**Directives**
a – According to the course description below, how long does the MSt take?
b – Continue the MSt course description below, starting after its last sentence.

**Supplied text**
%%

Virtual Open Events
Join us on 27 - 30 November 2023 for our upcoming Master's Open Week.
We have an MSt in History of Art & Visual Culture Information Session available to book onto here.
There will also be separate Academic, Student and College panels. Find out more here.
Programme Structure
The MSt takes place over two years, running typically from October of the first year to September of the second. The taught elements of the syllabus, Year 1, are offered in three intensive study blocks, each of which is examined by an assessed essay to be submitted at the end of each term.
Year 1: During the first year, all students will be required to undertake six core modules, 2 per term, paired in numerical order:
- Modules 1, 3 & 5: Thematic approaches to understanding art
A number of themes will allow students to explore the history of art and visual culture, including theoretical approaches and useful concepts. Themes may include, amongst others: class and social status; race and gender; local / global; the relationship of medium to style; the historical valuation of fine art versus decorative arts; art and ecology. Students will be introduced to a range of art and approaches to the history of art and visual culture from the earliest examples to the present day.

%%

**Stored data**
%%

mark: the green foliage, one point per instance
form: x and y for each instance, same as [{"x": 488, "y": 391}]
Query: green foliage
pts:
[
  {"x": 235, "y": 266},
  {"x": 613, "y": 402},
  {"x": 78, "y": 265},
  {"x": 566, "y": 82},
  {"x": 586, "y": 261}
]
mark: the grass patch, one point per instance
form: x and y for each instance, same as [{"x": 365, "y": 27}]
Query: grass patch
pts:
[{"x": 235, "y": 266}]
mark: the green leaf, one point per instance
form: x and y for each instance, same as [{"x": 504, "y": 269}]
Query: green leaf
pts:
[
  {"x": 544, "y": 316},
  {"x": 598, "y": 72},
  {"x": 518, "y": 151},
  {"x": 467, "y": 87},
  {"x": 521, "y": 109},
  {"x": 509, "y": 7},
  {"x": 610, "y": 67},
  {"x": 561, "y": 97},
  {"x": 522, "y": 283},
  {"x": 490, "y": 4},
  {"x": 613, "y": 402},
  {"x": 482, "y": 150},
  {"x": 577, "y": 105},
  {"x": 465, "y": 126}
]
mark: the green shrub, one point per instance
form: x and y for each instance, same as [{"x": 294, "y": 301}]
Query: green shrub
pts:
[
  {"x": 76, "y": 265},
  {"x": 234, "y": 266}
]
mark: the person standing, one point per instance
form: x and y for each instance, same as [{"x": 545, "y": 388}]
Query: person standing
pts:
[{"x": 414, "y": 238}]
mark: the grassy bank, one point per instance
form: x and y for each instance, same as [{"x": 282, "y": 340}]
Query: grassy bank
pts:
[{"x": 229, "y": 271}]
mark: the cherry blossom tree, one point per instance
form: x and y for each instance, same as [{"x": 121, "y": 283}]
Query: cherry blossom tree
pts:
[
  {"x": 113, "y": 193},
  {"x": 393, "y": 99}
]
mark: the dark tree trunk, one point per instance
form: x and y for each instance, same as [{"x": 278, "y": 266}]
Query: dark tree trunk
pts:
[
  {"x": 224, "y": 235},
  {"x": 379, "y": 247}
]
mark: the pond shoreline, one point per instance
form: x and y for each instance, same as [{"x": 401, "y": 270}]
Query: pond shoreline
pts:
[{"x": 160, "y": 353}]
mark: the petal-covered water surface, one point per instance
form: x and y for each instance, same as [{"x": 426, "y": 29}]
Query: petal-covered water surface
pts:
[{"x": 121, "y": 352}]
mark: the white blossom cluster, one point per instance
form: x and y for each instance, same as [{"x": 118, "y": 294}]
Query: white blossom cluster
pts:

%%

**Responses to the exercise**
a – Two years, typically from October of the first year to September of the second.

b –
NB: The themes for 2024-25 are yet to be confirmed and will be updated here in due course.
In 2023-24, the themes were:
Term I: Thinking across Media
The idea of intermediality - or thinking across media - is currently the focus of much scholarly attention. Term 1 (modules 1 and 2) will introduce you to a variety of intermedial approaches to Art History, focusing mainly on the medieval and early modern periods in the West (c.1100-c.1700), whilst raising theoretical and historiographical issues relevant to the study of art up until today across a range of geographical locations. It will encourage you to think about the interactions of different media at the time of works’ making, the different visual influences on artists and how to question traditional hierarchies of medium that privilege ‘fine’ over ‘decorative’ arts.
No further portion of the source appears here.